Please restate each entry exactly, without skipping any.
Top of Material shown
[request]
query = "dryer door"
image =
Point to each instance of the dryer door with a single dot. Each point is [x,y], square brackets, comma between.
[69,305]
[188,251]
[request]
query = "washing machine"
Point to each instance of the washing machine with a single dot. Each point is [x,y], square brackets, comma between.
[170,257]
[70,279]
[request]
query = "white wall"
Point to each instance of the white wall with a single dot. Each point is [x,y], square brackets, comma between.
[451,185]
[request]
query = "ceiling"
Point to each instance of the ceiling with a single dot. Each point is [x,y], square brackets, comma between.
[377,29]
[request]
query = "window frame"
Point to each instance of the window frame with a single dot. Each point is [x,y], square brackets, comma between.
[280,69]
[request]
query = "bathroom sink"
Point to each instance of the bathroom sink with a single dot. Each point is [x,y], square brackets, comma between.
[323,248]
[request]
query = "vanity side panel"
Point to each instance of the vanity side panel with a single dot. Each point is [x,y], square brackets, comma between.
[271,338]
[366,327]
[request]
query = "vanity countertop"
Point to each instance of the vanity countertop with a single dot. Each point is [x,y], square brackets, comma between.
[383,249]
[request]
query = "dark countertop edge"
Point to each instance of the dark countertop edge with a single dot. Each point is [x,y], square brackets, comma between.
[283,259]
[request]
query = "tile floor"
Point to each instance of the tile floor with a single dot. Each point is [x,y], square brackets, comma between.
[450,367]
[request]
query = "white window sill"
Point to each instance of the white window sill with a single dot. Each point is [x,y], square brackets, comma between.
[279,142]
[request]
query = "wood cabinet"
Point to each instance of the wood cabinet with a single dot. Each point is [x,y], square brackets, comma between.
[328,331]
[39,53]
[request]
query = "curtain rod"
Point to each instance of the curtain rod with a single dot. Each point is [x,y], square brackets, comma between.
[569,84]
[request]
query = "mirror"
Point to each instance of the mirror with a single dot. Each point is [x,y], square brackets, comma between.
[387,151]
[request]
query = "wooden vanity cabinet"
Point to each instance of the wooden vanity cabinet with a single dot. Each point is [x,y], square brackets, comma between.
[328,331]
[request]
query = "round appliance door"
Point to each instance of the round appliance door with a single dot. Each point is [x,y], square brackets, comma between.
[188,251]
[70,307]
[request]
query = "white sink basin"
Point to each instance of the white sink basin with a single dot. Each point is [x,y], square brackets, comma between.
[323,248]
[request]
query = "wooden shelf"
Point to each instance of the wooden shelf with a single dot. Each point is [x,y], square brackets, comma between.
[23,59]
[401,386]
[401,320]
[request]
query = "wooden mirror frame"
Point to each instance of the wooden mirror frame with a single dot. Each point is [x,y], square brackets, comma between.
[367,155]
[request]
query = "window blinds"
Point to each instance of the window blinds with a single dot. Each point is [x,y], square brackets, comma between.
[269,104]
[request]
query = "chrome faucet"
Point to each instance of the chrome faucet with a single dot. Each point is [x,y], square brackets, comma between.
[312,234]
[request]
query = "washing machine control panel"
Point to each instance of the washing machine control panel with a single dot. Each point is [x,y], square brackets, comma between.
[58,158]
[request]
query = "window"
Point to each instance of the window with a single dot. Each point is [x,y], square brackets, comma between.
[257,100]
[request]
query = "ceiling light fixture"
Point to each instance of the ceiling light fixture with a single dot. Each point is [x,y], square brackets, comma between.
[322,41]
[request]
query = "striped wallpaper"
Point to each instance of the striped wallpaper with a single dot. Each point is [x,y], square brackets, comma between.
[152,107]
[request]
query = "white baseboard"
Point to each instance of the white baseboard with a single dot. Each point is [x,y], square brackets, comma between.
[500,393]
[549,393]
Bottom of Material shown
• _Answer to this task_
[request]
query = "dryer door"
image =
Point to each instance of the dryer door with a single dot. Each point is [x,y], square brackets, comma between.
[69,305]
[188,251]
[request]
query = "washing machine"
Point to each instance of the washing machine with a single dot. Each point is [x,y], square brackets, comma between.
[170,257]
[70,279]
[request]
query = "white wall"
Point to each instance of the white wall with a single dot. Each point is [x,y], square brackets, comma between.
[451,185]
[request]
query = "ceiling"
Point to each instance of the ceiling with a single dot. Each point is [x,y], square brackets, comma between.
[377,29]
[request]
query = "window frame"
Point to each instance of the window frame with a single dot. Each point is [x,y], square brackets, comma between.
[280,69]
[request]
query = "bathroom sink"
Point to each instance of the bathroom sink with a single dot. Each point is [x,y], square brackets, comma between.
[323,248]
[request]
query = "vanity side panel"
Point to each instance of the vanity side panel with a single dot. Each point is [x,y], square brackets, comma between.
[271,338]
[366,327]
[request]
query = "vanity countertop"
Point to each instance of the vanity countertop with a single dot. Each point is [x,y], square brackets, comma between.
[383,249]
[request]
query = "dark countertop edge"
Point to each instance of the dark countertop edge with a single dot. Each point is [x,y], square brackets, comma between.
[283,259]
[request]
query = "tile floor"
Point to each instance of the tile floor with a single dot. Each point is [x,y], square brackets, comma between.
[450,367]
[request]
query = "white window sill"
Point to each instance of the white window sill with a single dot. Each point is [x,y], square brackets, comma between.
[279,142]
[request]
query = "wood cabinet"
Point to each instance of the wood cabinet with a single dot. Each point is [x,y], square brackets, comma between.
[328,331]
[39,53]
[request]
query = "curtain rod"
Point to each instance of the curtain rod with a single dot. Each point is [x,y], square brackets, comma between.
[569,84]
[request]
query = "mirror"
Point to each instance of the mirror with a single dot. Each point is [x,y], square brackets, comma between.
[387,151]
[request]
query = "wooden vanity cabinet"
Point to each instance of the wooden vanity cabinet with a single dot. Each point is [x,y], square brackets, comma between.
[328,331]
[request]
query = "round appliance door"
Point to each instance of the round appliance door with a single dot. Each point is [x,y], square brackets, comma between.
[188,251]
[70,307]
[request]
query = "white sink basin"
Point to each instance of the white sink basin with a single dot. Each point is [x,y], square brackets, comma between.
[323,248]
[request]
query = "wooden shelf"
Point to each instance of the wooden shelf with a single dot. Each point is [x,y], square brackets, comma between.
[23,59]
[401,386]
[401,320]
[request]
query = "wooden mirror frame"
Point to each instance of the wooden mirror frame with a single dot. Each point is [x,y], square brackets, comma between.
[367,155]
[request]
query = "window blinds"
Point to each instance of the window blinds with a single dot. Each point is [x,y], square brackets, comma between.
[269,104]
[request]
query = "chrome faucet"
Point to each instance of the chrome faucet with a single dot. Each point is [x,y], square brackets, comma between.
[312,234]
[request]
query = "washing machine control panel"
Point to each instance of the washing machine control panel with a single dot. Each point is [x,y], square brackets, comma between.
[58,158]
[request]
query = "window"
Point to each instance of the window with a single dot. Each point is [x,y], square brackets, comma between.
[257,100]
[request]
query = "ceiling light fixture"
Point to each instance of the ceiling light fixture with a single dot. Each point is [x,y], square brackets, comma between.
[322,41]
[request]
query = "striped wallpaper"
Point to each instance of the striped wallpaper with a single dot. Each point is [x,y], square brackets, comma between.
[152,107]
[request]
query = "white baseboard"
Point to each instance of the white baseboard with a single dot. Each point is [x,y], square brackets, comma between.
[500,393]
[549,393]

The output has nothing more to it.